Отец замолчал. Нам было трудно идти по вязкому песку, который казался при лунном свете серо-серебряным. Около той самой столетней сосны, где я зимой прятался от вьюги, мы уселись на большом, отполированном прибоем, камне. Черный плащ мертвыми, сломанными крыльями лег на серый гранит. Отец продолжал:

— Это как смерть: важно только то, с какой стороны к ней подходишь. Они там, — отец махнул рукой в сторону, — видят свою правду и слепо следуют за нею. По-своему они правы. Быть может, через много лет, когда уляжется запах пролитой крови и человеческая жизнь вновь станет только маленькой жизнью, одной составной частью многомиллионной жизни народа, тогда по-другому будут говорить о них, и другая будет дана оценка русской революции. Если бы мне было, как тебе, шестнадцать лет.

Не докончив и без того ясную фразу, отец замолчал».

Леонид Андреев был в эти годы уже тяжело болен. Сердечные припадки мучили его. Обстоятельства его смерти мало кому были до сих пор известны. Рассказ сына трагичен и сдержан:

«Из кабинета доносились звуки плача и причитаний: я узнал бабушкин голос. Она металась по большой комнате, заставленной сборной мебелью, натыкаясь на торчавший посредине открытый ломберный стол. Я заметил, что на зеленом, поободравшемся на углах сукне еще сохранились записи мелом, сделанные отцом: накануне вечером они втроем: отец, бабушка и Анна Ильинична, играли в винт. Бабушка подходила к белым дверям спальни, запертым на ключ, прислушивалась и снова принималась бегать по комнате. В руках она держала большой бронзовый подсвечник, со сломанной, болтавшейся на фитиле, необожженной свечой.

— Коточке плохо, очень плохо!

— Кто с ним?

— Анна Ильинична!

» **ЗАДАНИЕ**:
Выведите без изменений часть текста об отце и Леониде Андрееве от слов «Леонид Андреев был» до слов «фитиле, необожженной свечой.». Материал существует отдельно и к тексту не относится.

» **ПРЕДСТАВЛЕННЫЕ СВЕДЕНИЯ**:
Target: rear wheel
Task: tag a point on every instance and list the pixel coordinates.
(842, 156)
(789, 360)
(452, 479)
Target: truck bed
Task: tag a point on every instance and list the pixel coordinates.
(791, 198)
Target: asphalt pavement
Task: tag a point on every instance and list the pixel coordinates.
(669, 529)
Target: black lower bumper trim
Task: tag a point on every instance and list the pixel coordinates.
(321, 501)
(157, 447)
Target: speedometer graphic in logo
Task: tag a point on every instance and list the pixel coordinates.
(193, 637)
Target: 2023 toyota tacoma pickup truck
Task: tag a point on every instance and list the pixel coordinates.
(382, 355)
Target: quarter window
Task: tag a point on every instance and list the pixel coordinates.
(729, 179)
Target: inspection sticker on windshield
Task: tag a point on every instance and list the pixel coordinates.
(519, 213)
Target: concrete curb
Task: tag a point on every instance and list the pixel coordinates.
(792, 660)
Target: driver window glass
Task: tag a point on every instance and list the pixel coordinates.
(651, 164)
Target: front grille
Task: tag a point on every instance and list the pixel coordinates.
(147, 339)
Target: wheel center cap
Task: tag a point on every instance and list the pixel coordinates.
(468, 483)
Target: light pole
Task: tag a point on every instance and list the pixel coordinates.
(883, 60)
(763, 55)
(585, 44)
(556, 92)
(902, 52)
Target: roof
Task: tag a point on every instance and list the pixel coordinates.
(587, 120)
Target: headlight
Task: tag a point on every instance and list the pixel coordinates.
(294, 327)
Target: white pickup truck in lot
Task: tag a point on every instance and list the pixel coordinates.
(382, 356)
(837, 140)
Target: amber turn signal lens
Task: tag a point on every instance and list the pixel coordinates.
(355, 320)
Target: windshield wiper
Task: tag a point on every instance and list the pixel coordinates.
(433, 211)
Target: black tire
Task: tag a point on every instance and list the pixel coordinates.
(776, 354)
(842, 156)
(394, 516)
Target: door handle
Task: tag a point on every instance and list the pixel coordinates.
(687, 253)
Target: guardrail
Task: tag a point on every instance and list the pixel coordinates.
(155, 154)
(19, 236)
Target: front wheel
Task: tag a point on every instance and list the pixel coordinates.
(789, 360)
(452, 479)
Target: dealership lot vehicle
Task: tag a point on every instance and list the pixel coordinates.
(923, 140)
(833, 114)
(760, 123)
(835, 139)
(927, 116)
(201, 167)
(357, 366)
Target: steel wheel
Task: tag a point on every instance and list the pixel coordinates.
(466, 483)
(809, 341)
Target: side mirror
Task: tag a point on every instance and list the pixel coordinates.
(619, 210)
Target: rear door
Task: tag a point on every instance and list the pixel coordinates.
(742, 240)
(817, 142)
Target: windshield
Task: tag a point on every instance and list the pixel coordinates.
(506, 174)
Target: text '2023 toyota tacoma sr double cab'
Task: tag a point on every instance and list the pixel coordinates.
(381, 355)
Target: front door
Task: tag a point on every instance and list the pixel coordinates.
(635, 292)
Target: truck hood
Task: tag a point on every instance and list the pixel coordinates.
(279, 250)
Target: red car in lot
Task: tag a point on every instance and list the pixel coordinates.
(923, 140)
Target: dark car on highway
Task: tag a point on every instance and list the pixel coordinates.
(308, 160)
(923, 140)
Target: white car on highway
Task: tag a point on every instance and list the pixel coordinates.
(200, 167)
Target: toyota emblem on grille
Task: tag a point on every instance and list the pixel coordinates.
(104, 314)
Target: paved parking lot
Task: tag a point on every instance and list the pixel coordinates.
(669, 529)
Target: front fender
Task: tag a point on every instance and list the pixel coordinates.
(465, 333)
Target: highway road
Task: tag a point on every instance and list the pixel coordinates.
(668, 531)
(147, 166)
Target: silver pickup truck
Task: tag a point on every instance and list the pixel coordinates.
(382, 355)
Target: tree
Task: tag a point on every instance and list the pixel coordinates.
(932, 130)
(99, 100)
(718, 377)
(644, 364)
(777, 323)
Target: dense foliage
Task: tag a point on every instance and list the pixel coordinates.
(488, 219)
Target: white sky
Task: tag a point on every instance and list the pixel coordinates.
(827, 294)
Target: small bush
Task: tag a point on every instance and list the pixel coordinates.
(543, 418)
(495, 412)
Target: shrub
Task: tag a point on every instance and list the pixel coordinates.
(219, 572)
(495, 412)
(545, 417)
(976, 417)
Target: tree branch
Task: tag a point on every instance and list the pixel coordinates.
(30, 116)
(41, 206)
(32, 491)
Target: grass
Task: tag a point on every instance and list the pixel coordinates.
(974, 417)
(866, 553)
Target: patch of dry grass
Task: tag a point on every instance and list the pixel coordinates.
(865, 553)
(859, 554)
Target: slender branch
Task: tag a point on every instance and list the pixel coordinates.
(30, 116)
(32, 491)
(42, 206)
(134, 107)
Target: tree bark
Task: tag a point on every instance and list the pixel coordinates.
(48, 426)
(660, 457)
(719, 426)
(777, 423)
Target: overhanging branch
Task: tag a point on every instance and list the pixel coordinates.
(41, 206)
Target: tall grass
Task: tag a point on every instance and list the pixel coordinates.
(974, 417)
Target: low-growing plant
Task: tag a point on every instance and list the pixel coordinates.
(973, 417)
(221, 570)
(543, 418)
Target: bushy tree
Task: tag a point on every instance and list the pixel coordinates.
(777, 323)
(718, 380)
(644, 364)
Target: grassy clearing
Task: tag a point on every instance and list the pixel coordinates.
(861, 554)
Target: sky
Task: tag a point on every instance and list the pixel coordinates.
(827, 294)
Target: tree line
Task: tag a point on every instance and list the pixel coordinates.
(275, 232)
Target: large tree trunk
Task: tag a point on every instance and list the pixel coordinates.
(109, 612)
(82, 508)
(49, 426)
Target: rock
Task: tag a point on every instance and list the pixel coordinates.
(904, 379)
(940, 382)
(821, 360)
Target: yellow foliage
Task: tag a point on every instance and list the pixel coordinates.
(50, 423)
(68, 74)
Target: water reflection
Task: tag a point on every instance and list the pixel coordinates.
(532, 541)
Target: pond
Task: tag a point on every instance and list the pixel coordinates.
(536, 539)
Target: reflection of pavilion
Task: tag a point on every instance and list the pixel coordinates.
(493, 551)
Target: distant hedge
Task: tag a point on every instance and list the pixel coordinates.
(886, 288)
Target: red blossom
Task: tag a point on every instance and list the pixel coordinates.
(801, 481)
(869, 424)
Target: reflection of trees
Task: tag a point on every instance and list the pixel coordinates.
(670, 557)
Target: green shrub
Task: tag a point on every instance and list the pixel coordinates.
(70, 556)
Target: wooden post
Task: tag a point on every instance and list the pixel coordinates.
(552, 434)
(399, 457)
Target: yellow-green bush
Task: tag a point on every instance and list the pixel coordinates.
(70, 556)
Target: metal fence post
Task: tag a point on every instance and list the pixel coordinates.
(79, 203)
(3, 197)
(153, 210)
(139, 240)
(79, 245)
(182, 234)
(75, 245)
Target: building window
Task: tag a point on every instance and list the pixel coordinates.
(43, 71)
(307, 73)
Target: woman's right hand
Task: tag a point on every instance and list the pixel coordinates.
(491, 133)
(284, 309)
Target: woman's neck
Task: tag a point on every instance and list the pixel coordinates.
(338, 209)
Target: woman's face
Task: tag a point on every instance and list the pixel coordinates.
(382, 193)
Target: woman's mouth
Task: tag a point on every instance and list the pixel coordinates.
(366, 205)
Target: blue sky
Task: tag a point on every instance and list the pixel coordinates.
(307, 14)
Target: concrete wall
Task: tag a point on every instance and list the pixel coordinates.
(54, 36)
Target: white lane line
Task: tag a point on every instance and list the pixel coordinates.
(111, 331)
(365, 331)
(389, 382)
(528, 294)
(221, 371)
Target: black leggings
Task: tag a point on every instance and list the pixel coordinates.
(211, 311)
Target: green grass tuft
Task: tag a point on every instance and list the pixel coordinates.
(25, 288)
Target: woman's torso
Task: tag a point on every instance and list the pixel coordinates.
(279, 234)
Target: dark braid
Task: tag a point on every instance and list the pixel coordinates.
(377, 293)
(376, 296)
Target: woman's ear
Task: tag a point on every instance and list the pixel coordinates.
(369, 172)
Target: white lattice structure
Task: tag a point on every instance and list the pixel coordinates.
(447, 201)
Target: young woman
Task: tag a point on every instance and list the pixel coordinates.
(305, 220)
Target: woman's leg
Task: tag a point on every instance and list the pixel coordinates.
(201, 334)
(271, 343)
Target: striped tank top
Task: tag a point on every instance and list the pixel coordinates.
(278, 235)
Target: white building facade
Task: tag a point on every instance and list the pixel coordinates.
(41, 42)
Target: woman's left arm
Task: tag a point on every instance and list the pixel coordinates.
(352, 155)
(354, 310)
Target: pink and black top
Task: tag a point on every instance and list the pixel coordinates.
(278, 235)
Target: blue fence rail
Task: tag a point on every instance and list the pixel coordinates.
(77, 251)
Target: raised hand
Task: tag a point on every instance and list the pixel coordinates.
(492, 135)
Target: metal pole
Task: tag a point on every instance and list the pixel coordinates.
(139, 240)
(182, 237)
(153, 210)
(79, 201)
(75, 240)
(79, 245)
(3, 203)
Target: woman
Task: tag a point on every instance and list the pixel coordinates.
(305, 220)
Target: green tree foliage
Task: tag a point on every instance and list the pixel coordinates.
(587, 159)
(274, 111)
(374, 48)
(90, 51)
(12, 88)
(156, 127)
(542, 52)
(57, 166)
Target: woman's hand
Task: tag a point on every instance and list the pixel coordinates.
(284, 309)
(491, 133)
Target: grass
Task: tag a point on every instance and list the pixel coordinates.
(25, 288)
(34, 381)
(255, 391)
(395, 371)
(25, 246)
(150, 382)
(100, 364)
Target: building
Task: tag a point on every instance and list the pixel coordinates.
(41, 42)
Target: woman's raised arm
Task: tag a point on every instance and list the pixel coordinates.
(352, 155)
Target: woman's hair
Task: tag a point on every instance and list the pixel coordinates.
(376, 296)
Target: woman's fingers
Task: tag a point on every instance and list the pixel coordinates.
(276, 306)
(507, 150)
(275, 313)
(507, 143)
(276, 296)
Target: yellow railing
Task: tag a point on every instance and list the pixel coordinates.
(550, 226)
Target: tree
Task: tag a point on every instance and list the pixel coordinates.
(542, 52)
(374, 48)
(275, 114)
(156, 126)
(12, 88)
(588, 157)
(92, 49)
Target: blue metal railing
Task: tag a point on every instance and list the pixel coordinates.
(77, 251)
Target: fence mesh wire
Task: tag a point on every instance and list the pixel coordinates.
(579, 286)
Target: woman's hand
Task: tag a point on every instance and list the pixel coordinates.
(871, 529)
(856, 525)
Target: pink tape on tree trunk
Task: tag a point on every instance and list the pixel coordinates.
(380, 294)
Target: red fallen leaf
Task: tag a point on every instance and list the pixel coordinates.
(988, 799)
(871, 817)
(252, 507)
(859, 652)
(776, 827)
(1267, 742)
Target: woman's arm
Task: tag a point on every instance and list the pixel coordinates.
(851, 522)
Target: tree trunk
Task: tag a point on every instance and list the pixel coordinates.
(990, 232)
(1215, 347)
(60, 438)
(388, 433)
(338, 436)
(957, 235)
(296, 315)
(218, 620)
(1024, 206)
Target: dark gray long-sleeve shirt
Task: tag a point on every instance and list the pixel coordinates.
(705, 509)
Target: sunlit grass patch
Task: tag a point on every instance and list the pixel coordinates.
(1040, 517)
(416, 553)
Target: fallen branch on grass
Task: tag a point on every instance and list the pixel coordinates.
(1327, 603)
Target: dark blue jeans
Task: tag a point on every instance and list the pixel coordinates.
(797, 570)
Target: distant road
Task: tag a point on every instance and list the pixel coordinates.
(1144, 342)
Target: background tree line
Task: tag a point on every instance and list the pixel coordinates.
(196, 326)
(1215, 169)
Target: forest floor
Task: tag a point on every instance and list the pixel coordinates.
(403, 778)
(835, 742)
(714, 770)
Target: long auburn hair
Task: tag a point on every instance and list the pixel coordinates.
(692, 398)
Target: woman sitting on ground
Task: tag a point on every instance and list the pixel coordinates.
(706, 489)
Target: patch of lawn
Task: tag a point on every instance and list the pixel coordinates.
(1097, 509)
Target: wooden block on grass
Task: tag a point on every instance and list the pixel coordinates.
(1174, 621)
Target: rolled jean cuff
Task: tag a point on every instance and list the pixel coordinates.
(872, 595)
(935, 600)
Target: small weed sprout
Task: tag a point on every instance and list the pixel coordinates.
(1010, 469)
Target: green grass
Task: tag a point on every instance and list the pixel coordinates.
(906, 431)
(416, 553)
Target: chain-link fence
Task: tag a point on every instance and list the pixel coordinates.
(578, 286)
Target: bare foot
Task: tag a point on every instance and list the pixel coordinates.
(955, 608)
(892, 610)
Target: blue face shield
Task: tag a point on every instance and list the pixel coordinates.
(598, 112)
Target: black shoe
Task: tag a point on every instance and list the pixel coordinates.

» **ОТВЕТ**:
Леонид Андреев был в эти годы уже тяжело болен. Сердечные припадки мучили его. Обстоятельства его смерти мало кому были до сих пор известны. Рассказ сына трагичен и сдержан:

«Из кабинета доносились звуки плача и причитаний: я узнал бабушкин голос. Она металась по большой комнате, заставленной сборной мебелью, натыкаясь на торчавший посредине открытый ломберный стол. Я заметил, что на зеленом, поободравшемся на углах сукне еще сохранились записи мелом, сделанные отцом: накануне вечером они втроем: отец, бабушка и Анна Ильинична, играли в винт. Бабушка подходила к белым дверям спальни, запертым на ключ, прислушивалась и снова принималась бегать по комнате. В руках она держала большой бронзовый подсвечник, со сломанной, болтавшейся на фитиле, необожженной свечой.